> Written instruction: Copy every line of the material unchanged, from the line with "Note: mark the white plumage" through the last line of the material.

(Labeled-object pointing entries)
╭──

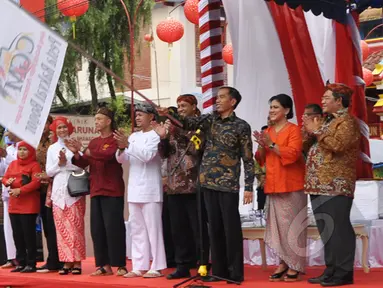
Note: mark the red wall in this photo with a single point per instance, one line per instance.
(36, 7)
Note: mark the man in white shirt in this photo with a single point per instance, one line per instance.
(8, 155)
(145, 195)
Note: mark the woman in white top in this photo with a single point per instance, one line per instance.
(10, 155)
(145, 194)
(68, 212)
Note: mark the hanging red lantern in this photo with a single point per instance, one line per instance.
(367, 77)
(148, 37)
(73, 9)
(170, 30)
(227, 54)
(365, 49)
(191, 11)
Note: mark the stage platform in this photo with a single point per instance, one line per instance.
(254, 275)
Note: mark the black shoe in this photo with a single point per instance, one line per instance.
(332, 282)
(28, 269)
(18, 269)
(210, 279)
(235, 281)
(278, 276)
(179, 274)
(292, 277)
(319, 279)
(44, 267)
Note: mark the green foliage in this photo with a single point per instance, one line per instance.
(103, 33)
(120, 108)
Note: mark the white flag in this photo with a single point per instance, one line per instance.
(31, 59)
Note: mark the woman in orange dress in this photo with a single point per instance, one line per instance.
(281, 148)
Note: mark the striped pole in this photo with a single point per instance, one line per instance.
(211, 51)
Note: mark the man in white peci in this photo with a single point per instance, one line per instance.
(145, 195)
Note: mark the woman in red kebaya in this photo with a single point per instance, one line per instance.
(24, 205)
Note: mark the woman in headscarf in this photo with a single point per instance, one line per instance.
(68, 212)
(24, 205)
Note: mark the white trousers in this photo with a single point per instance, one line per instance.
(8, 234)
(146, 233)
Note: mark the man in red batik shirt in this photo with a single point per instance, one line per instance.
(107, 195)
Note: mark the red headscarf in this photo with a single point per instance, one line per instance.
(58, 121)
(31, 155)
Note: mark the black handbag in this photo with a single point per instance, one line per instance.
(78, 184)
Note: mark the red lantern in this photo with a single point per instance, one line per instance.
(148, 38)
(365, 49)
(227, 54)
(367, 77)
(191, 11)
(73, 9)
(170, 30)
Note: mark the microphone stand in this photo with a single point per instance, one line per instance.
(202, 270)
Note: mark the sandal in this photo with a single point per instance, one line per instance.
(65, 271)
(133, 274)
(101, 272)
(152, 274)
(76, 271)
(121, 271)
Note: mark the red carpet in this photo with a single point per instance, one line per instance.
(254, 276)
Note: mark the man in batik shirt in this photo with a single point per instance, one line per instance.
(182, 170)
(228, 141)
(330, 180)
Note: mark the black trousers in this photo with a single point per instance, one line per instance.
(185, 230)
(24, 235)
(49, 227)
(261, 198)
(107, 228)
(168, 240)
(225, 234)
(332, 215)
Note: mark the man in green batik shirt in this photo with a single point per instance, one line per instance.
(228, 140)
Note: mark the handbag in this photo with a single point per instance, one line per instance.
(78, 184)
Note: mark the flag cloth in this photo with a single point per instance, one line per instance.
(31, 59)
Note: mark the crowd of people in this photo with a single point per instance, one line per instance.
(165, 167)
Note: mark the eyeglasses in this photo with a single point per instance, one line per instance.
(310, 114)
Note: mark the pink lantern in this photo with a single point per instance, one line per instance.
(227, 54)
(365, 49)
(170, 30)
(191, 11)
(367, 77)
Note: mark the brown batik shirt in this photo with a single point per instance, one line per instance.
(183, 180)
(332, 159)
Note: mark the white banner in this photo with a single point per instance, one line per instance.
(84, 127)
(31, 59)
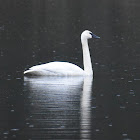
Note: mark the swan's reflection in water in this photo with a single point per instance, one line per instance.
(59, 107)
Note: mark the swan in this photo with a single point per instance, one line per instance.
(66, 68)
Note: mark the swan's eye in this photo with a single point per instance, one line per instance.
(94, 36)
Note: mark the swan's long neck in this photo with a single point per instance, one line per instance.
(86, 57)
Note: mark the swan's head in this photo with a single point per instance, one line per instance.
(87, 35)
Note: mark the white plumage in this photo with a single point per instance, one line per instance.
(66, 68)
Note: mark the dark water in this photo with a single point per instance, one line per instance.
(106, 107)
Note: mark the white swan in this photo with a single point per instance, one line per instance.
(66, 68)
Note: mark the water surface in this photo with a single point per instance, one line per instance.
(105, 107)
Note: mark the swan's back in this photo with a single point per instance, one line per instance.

╰──

> Correct response:
Note: mark the white plumage in this photo with a single point per instance, one line per instance.
(66, 68)
Note: mark the dark water in this photo with a single point per instance, one line per instance.
(106, 107)
Note: mark the white swan in this photo with a single point per instance, one line per instance.
(66, 68)
Note: mark the water surface in this photo with a single point per instance, one line per instance.
(105, 107)
Note: mark the swan's back in this photo with a single point per instance, one line per instance.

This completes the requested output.